— BEGIN Records supplied —
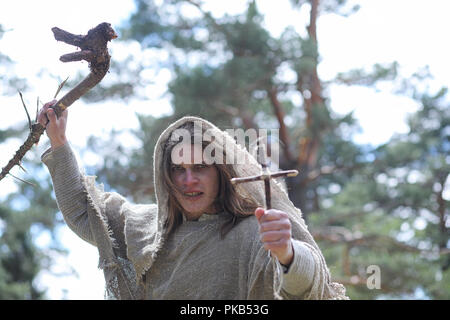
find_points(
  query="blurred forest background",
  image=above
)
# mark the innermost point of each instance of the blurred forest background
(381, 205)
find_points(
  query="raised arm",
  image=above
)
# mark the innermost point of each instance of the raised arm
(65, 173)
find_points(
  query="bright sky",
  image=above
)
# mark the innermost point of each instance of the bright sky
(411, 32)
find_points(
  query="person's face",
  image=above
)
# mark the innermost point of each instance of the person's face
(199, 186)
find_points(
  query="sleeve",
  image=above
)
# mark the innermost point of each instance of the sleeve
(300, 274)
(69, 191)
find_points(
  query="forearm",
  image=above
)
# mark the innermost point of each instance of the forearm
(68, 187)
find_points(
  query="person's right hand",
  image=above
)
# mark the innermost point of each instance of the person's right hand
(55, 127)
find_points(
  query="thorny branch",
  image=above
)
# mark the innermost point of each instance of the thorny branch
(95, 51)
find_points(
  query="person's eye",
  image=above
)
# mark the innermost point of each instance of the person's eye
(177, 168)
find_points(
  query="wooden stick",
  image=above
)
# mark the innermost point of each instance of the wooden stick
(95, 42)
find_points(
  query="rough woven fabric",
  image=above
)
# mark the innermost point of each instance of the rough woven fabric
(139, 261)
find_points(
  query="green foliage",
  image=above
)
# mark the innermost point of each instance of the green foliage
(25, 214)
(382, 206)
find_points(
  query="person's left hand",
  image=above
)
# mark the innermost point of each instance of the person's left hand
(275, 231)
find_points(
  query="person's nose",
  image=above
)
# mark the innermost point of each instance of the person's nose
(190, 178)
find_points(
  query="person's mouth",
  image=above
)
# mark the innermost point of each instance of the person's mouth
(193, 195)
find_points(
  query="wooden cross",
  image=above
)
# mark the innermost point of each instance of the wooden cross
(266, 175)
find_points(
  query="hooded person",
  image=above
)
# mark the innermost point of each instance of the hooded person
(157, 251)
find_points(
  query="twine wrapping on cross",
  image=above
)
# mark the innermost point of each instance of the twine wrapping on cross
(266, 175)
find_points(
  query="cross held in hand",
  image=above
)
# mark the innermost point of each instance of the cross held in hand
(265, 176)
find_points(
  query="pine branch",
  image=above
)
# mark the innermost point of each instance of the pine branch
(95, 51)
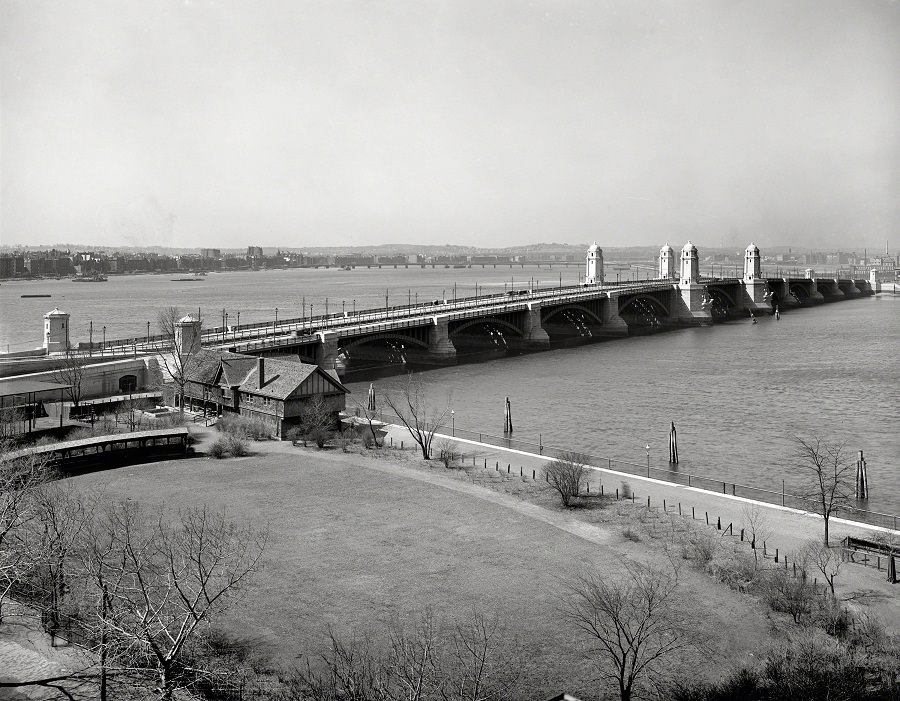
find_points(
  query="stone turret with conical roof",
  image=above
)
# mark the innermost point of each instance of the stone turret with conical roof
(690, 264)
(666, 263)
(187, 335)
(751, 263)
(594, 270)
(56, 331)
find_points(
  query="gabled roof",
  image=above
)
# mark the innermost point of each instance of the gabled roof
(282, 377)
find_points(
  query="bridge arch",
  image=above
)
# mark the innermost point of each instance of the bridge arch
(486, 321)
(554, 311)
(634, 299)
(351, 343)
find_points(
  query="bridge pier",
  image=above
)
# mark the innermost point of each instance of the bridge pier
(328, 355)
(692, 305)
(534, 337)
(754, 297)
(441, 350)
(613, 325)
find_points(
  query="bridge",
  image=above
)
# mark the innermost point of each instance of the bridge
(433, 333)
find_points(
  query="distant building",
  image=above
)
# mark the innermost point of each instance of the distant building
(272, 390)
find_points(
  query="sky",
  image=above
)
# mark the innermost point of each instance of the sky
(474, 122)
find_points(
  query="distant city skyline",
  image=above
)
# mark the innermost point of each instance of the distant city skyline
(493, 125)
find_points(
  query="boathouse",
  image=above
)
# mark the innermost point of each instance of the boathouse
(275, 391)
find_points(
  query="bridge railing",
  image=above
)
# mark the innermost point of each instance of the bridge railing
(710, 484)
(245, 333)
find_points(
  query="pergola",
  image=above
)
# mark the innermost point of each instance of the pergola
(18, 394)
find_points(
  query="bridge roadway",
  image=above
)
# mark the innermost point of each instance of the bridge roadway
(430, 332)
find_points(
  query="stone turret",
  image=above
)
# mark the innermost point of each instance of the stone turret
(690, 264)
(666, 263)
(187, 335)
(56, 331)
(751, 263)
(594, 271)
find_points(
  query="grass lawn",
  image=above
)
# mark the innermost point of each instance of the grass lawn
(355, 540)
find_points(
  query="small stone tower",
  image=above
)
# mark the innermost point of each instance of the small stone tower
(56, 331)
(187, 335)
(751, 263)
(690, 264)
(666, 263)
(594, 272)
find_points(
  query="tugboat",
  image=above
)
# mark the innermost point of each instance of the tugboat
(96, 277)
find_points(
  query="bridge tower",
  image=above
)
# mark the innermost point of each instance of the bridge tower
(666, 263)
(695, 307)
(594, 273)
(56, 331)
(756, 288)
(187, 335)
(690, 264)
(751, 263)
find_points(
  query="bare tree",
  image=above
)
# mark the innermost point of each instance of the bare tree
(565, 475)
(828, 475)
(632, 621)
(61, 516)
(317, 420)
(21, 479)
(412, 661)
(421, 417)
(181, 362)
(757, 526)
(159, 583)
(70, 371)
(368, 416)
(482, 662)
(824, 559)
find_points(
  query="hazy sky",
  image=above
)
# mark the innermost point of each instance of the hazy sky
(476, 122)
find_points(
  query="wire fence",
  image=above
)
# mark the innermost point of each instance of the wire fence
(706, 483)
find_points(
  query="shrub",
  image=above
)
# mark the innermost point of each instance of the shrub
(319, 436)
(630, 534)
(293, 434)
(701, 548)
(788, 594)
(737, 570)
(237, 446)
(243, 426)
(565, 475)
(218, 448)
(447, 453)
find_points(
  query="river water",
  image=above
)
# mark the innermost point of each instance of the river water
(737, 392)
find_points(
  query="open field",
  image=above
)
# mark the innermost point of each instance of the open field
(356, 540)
— END Records supplied —
— BEGIN Records supplied —
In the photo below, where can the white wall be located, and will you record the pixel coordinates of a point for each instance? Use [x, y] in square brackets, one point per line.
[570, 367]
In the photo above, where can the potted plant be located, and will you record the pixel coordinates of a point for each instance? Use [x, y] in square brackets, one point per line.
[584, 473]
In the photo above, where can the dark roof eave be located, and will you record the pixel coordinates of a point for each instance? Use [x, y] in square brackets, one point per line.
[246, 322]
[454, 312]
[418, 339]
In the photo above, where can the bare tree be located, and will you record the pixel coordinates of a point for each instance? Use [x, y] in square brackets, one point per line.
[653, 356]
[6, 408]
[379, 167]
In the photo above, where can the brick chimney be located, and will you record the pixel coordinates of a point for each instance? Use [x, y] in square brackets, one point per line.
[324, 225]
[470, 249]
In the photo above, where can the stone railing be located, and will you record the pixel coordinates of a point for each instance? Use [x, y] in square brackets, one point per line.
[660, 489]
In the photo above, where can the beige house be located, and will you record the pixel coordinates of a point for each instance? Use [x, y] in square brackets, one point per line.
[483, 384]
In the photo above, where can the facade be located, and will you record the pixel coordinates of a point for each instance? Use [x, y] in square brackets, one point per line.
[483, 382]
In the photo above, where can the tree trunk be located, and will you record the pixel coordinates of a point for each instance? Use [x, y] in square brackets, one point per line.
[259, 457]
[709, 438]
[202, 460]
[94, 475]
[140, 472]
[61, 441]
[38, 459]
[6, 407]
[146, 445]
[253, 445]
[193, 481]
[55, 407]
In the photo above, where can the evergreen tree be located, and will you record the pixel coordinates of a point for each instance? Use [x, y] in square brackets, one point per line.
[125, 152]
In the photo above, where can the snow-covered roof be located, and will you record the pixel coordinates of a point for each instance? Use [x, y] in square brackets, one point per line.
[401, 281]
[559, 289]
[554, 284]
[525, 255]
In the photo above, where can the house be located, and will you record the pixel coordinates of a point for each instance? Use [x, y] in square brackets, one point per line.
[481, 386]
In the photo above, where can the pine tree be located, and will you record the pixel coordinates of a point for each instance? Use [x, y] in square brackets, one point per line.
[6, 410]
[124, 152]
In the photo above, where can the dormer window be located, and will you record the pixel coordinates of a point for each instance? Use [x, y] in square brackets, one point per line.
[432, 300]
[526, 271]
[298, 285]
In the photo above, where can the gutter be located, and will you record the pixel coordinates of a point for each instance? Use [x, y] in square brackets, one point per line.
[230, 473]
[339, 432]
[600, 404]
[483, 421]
— END Records supplied —
— BEGIN Records supplied —
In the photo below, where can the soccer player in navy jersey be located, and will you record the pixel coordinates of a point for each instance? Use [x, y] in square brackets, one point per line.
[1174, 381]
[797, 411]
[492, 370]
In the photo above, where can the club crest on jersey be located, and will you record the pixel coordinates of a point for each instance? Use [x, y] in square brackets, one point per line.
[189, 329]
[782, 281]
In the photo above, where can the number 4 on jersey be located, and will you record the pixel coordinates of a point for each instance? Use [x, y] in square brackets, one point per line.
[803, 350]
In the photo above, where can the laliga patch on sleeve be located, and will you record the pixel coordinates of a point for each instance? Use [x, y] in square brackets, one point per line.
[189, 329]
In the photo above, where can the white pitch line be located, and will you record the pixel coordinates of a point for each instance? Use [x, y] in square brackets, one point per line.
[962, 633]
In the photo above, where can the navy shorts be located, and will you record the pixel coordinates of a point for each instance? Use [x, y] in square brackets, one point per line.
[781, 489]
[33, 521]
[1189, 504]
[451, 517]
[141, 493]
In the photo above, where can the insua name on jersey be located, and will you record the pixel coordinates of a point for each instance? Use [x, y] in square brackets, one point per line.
— END Records supplied —
Locate each line in the data above that contains the word "hazy" and copy those lines. Case counts, so only matches with the same capitalization qualify.

● Finished task:
  query="hazy sky",
# mark the innermost point of each instance of the hazy sky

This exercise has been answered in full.